DATA PROVIDED START
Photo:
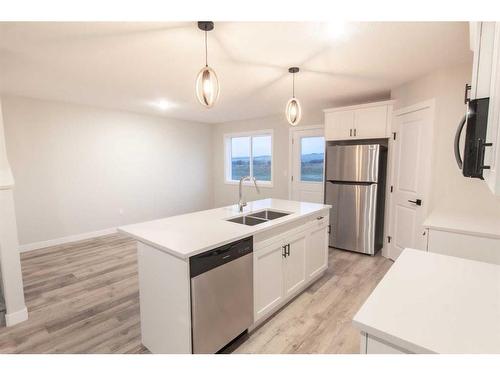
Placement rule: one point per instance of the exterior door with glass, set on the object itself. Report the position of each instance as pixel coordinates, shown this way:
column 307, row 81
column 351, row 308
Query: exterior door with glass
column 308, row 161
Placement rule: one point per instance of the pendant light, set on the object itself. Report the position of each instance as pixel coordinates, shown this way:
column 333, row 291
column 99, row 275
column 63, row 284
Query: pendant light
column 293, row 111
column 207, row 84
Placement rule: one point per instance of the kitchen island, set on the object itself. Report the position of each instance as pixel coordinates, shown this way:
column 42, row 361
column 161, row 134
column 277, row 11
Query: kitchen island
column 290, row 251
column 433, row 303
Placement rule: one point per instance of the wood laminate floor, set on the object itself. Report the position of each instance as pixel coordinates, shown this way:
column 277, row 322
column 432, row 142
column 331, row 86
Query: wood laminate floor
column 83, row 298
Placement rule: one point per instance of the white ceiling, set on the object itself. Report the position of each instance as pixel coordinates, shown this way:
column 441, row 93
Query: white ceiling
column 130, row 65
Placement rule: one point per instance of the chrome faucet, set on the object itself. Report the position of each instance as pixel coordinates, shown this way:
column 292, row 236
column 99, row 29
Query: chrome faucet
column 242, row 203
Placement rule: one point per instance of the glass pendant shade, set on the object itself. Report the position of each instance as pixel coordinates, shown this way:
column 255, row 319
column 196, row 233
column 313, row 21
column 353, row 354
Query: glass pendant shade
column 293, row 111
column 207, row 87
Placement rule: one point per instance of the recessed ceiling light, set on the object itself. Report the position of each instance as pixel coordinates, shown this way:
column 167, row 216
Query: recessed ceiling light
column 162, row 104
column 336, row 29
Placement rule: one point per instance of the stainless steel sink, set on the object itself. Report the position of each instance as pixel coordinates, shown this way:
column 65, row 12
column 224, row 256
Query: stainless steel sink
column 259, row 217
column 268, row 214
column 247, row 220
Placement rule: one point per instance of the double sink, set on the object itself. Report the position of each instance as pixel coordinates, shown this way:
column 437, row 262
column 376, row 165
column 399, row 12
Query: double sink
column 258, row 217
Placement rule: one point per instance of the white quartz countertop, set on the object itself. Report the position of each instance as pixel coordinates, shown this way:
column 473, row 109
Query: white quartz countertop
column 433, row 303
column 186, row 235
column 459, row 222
DATA PROVIDED END
== EXERCISE DIRECTIONS ==
Using the entries above, repeat only the lines from the one containing "column 255, row 319" through the one containing "column 399, row 12", end lines included.

== ANSWER SPACE ==
column 255, row 319
column 196, row 233
column 313, row 21
column 353, row 354
Query: glass pendant shade
column 293, row 111
column 207, row 87
Placement rule: one point per instance of the recessed ceiling light, set on the object itself. Report the position of each instance as pixel coordinates, shown this way:
column 167, row 216
Query: recessed ceiling light
column 162, row 104
column 336, row 29
Placement rule: one point per instance of the stainless steel sink, set on the object itself. Report the position of each instance as pixel coordinates, shown this way:
column 65, row 12
column 224, row 256
Query: stainless steel sink
column 259, row 217
column 268, row 214
column 247, row 220
Placement rule: one point per instance of the double sink, set on the object itself. Report the position of each instance as pixel coordinates, shown this way:
column 437, row 262
column 376, row 165
column 399, row 12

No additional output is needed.